▶ [Excerpted passage]:
Friday, February 15, 2008

Des Moines, Iowa

I arrived last night in Des Moines, and was so pleased to see my friend Joan and her daughter Renee at the foot of the escalator. I ran up and hugged a couple of New Englanders, got into their car with its New England Patriots decals, and enjoyed familiar accents--made me feel like "home."

Joan has been the Director of Lifespan Faith Development at First Unitarian Church in Des Moines for three and a half years now. In her first year, during my last months as a minister in Boston, I visited Joan for a weekend during which I attended a conference on progressive religion in Des Moines, and got a chance to see the church and a little of the city. The church was on the verge of a capital campaign to do some building improvements and an addition, and Joan was preparing to find another apartment in Des Moines. (I think I've helped her move either two or three times, now!) At that time her daughter Renee was living in Florida (I think), and was preparing to join Joan in Iowa.

▶ [Information]:
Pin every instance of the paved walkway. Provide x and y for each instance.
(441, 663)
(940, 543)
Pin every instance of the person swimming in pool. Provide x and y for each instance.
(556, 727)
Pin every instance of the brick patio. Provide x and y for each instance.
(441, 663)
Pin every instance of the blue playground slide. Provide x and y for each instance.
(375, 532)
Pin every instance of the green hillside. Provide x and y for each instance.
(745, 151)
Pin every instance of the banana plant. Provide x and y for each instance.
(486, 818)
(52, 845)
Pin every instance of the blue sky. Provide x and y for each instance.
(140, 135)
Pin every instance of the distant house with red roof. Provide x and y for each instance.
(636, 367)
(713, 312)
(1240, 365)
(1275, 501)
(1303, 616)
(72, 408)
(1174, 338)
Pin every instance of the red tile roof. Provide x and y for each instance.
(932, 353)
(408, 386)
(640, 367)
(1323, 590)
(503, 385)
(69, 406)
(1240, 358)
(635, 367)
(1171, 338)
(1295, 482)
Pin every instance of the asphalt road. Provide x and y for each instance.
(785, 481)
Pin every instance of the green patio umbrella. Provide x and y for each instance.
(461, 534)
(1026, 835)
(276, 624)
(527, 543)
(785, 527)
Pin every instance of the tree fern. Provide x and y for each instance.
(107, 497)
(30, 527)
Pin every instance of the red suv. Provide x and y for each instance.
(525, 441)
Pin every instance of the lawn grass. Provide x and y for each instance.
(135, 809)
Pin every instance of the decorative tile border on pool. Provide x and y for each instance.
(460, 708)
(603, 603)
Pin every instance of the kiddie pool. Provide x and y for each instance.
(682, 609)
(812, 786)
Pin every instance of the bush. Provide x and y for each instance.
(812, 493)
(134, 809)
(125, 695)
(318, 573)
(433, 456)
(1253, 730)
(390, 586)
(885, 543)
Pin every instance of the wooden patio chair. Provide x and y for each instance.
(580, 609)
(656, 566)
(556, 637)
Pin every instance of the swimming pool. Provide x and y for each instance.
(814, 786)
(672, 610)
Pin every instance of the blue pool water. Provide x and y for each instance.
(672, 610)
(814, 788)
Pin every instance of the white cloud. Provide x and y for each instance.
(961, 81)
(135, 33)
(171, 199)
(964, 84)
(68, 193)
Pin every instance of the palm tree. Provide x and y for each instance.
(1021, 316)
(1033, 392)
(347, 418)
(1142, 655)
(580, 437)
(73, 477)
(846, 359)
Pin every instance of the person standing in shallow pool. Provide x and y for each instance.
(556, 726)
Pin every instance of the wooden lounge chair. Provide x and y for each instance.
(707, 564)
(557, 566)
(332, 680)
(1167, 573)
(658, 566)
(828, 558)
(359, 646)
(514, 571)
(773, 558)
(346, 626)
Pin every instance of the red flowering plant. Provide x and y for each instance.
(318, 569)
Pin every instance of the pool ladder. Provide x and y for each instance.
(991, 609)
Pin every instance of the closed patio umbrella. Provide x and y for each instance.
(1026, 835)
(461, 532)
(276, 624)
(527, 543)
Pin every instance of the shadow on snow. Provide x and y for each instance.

▶ [Exercise instructions]:
(a) Can you restate the paragraph of the blog post that begins "Joan has been the Director" as a short list of its main facts?
(b) Could you copy the blog post word for word from "Joan has been" to "Joan in Iowa."?
The listing has nothing to do with the blog post.

▶ [Task results]:
(a)
- Joan has been Director of Lifespan Faith Development at First Unitarian Church in Des Moines for three and a half years.
- In her first year, during the writer's last months as a minister in Boston, the writer visited her for a weekend, attended a conference on progressive religion, and saw the church and a little of the city.
- The church was about to start a capital campaign for building improvements and an addition.
- Joan was preparing to find another apartment. The writer has helped her move two or three times.
- Her daughter Renee was living in Florida, the writer thinks, and was preparing to join Joan in Iowa.

(b)
Joan has been the Director of Lifespan Faith Development at First Unitarian Church in Des Moines for three and a half years now. In her first year, during my last months as a minister in Boston, I visited Joan for a weekend during which I attended a conference on progressive religion in Des Moines, and got a chance to see the church and a little of the city. The church was on the verge of a capital campaign to do some building improvements and an addition, and Joan was preparing to find another apartment in Des Moines. (I think I've helped her move either two or three times, now!) At that time her daughter Renee was living in Florida (I think), and was preparing to join Joan in Iowa.